■ **GIVEN INSTRUCTION**:
Repeat every item below verbatim, from the first to the last. Leave the pictures out of your reply.

■ **RECORDS TO PROCESS**:
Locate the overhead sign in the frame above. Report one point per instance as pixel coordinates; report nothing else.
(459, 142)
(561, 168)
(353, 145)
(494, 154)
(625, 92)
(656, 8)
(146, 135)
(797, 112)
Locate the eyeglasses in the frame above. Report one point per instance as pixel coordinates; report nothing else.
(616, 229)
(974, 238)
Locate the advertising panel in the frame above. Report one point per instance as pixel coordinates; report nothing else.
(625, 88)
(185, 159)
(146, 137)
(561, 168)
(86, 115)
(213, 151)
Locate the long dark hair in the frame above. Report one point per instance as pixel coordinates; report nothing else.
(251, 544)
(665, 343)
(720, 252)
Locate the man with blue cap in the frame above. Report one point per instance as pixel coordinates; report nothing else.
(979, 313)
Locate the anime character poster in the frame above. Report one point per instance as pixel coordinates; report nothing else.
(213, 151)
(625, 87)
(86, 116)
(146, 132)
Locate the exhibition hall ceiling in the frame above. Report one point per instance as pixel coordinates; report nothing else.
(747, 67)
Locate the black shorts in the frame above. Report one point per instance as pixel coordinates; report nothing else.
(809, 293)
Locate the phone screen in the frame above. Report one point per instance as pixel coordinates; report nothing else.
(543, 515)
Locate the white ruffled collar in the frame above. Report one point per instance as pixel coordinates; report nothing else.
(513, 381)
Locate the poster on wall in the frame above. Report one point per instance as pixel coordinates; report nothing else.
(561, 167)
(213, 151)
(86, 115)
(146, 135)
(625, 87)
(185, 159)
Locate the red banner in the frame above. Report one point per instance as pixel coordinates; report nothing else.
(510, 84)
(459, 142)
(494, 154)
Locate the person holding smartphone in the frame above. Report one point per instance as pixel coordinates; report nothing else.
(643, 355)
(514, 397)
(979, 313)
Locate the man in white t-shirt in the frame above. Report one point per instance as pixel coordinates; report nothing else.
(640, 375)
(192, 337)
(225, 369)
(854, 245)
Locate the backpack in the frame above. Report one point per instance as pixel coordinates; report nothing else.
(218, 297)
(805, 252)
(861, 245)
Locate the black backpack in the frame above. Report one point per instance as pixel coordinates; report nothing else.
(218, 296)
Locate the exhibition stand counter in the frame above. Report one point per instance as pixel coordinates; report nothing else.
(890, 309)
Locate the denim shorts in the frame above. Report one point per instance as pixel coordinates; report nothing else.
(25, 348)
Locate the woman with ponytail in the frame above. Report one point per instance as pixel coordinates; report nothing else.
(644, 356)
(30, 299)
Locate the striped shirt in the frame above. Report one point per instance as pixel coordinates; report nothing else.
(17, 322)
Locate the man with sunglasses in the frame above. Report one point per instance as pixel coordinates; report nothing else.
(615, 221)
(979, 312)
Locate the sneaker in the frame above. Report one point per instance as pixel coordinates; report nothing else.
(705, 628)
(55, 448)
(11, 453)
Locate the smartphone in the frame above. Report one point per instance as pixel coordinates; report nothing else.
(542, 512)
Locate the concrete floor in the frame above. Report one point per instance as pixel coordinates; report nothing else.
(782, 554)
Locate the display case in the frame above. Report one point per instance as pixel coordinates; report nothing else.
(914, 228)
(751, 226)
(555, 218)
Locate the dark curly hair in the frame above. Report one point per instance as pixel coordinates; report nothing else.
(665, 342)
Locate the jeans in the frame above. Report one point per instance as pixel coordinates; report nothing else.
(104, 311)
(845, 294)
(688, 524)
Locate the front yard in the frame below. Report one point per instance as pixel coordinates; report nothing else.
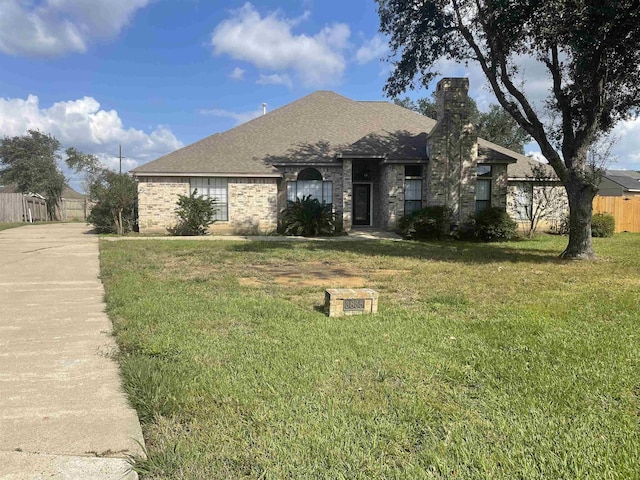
(485, 361)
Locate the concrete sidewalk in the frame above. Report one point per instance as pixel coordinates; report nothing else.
(63, 413)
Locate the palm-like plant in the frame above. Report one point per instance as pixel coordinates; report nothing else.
(308, 217)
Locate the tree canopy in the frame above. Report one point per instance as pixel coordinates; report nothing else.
(31, 162)
(496, 125)
(590, 50)
(115, 194)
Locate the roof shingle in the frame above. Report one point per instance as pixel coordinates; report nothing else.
(314, 128)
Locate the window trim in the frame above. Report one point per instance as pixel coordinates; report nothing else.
(483, 204)
(222, 213)
(413, 201)
(293, 187)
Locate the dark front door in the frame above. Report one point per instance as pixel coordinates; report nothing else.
(361, 204)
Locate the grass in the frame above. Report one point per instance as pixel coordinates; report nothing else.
(485, 361)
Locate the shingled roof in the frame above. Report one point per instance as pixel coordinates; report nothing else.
(315, 128)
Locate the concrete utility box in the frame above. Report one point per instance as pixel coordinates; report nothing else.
(350, 301)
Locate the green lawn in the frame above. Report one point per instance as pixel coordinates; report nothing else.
(485, 361)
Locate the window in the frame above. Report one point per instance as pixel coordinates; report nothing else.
(523, 200)
(483, 187)
(310, 183)
(412, 188)
(215, 188)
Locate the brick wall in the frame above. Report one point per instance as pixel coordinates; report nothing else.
(391, 196)
(252, 204)
(157, 197)
(253, 207)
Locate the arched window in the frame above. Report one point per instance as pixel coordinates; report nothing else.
(310, 183)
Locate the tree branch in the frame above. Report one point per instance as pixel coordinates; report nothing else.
(531, 123)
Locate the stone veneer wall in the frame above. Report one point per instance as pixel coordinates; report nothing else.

■ **PROBLEM SOLUTION**:
Locate the overhead sign in the frame above. Report one point per instance as pixel coordinates; report nothing else.
(459, 142)
(561, 168)
(353, 145)
(494, 154)
(625, 92)
(656, 8)
(146, 135)
(797, 112)
Locate the eyeglasses in the frame above. Report one point per instance as pixel coordinates; report nothing else.
(616, 229)
(974, 238)
Locate the advertising panel in the frame above. Report one point per instance as pixel coordinates; report nothing else.
(625, 88)
(185, 159)
(146, 137)
(561, 168)
(86, 115)
(213, 151)
Locate the long dark hair in the frame above. Report one point per instance as pixel coordinates; report nothing else.
(251, 544)
(665, 343)
(720, 252)
Locate the man with blue cap in the frame above. Report one point per instance as pixel coordinates; report nothing else.
(979, 313)
Locate the anime character poster in the frame above. Report one point per instance as pixel coordinates; report nothing else.
(213, 151)
(625, 87)
(86, 116)
(146, 132)
Locate the exhibition hall ceiling in the frame above. Report one point per instance as pixel coordinates; report nothing else.
(747, 67)
Locate the black shorts in the frame above. Report one point per instance as pixel coordinates; report nothing else.
(809, 293)
Locate the phone screen in the frame above. Report one point per instance as pixel coordinates; report nothing else.
(543, 515)
Locate the white ruffled collar in the frame above. Report one point per instance as pixel coordinates; report nothing else.
(513, 381)
Locate the poster on wall in the frame above. Report one point per instance as pixel coordinates; report nothing else.
(561, 167)
(213, 151)
(86, 115)
(146, 135)
(625, 87)
(185, 159)
Locate the red banner in the frame above. Report one point per instance as pixel coordinates; report nothing else.
(510, 84)
(459, 142)
(494, 154)
Locate the person holding smartphone in the frame above. Report one point per instance as pixel coordinates; report nothing else.
(643, 355)
(514, 397)
(979, 313)
Locate the man in white t-shirt in the frame above. Report one point per instance as pixel coordinates; report nothing else.
(640, 375)
(192, 337)
(225, 369)
(854, 245)
Locate the backpack in the frame above. Report one point per instance as pixel coordinates; report nothing else.
(218, 297)
(805, 252)
(861, 245)
Locate the black backpack in the frame above. Report one point per instance as pixel coordinates; report nothing else.
(218, 296)
Locate the exhibition stand counter in the frame above. Report one point per instance as pixel coordinates; report nothing else.
(890, 309)
Locate the denim shorts in the frame above. Report one point per instance as pixel coordinates; report nothing else.
(25, 348)
Locate the woman with ponytail in the frame above. Report one point per instance as pixel coordinates; report nothing else.
(644, 356)
(30, 299)
Locate the striped shirt in the frame above. Report one point per instance as pixel coordinates; report nothing else.
(17, 322)
Locate the man with sunglasses in the frame above. Report one point per instance as pixel coordinates; report nothing else.
(615, 221)
(979, 312)
Locate the sneaker in the frame above. Report one point per instance as pixel coordinates; report nothing else.
(705, 628)
(55, 448)
(11, 453)
Locate the smartphone in the frame above. Report one point per instance as pixel coordinates; report nothing else.
(542, 512)
Locate the concrete floor in the frame above. Report one point per instance as pixel coordinates; report nothing else.
(782, 554)
Locate the display case in the frame above. Report one point per instance as pixel coordinates; report nothing else.
(914, 228)
(751, 226)
(555, 218)
Locate the dark curly hair in the frame above. Report one point per instance as pixel coordinates; report nothing else.
(665, 342)
Locate the jeans in the frame above. Report one point per instance as pixel coordinates; report nothing else.
(104, 311)
(845, 294)
(688, 524)
Locate the front yard in the frame below. Report one point per instance as pixel coordinates; report nothing else.
(485, 361)
Locate the concrete sidewalk in the frame above. Report one point per instance as pixel coordinates; report nothing else.
(63, 413)
Locate the palm-like plant in the frame above. Report one point per instance as pixel coordinates; report nothing else.
(308, 217)
Locate the tree canopy in the frame above. Report one point per instance as pixel coordinates; report nothing else.
(31, 162)
(496, 125)
(590, 50)
(115, 194)
Locate the roof shingle in the frame above. Report one point per instance as pixel coordinates; report nothing else.
(314, 128)
Locate the window trim in the frame above. Report one point per instance as pixel coordinates; report nothing else.
(483, 204)
(222, 213)
(413, 201)
(293, 187)
Locate the dark front door in the frame above. Report one point per instance as pixel coordinates; report nothing else.
(361, 204)
Locate the grass in the frame above. Report one point per instance as pixel coordinates; report nothing else.
(485, 361)
Locate the shingled roof in the frame above. Report one point per instance as pixel coordinates; report nothing else.
(315, 128)
Locate the concrete utility box in the frame above. Report one point per instance as pixel coordinates; report nothing else.
(350, 301)
Locate the green lawn in the frame above. Report one point per instance as pixel coordinates; report nothing else.
(485, 361)
Locate the window in the frame above. Report one point per instance as pixel coordinates; report nothing else.
(523, 200)
(483, 187)
(310, 183)
(412, 188)
(215, 188)
Locate the brick wall in the frame above. Report one point per instance as pixel coordinates; report nothing else.
(391, 196)
(252, 204)
(157, 197)
(253, 207)
Locate the arched window in the frame above. Report one point per instance as pixel coordinates; report nothing else.
(310, 183)
Locate the tree branch in the frame above. Report one point per instance as pixel coordinates; report nothing else.
(531, 123)
Locate the stone veneer wall in the frame above. Report one point per instance as pixel coordinates; report nothing else.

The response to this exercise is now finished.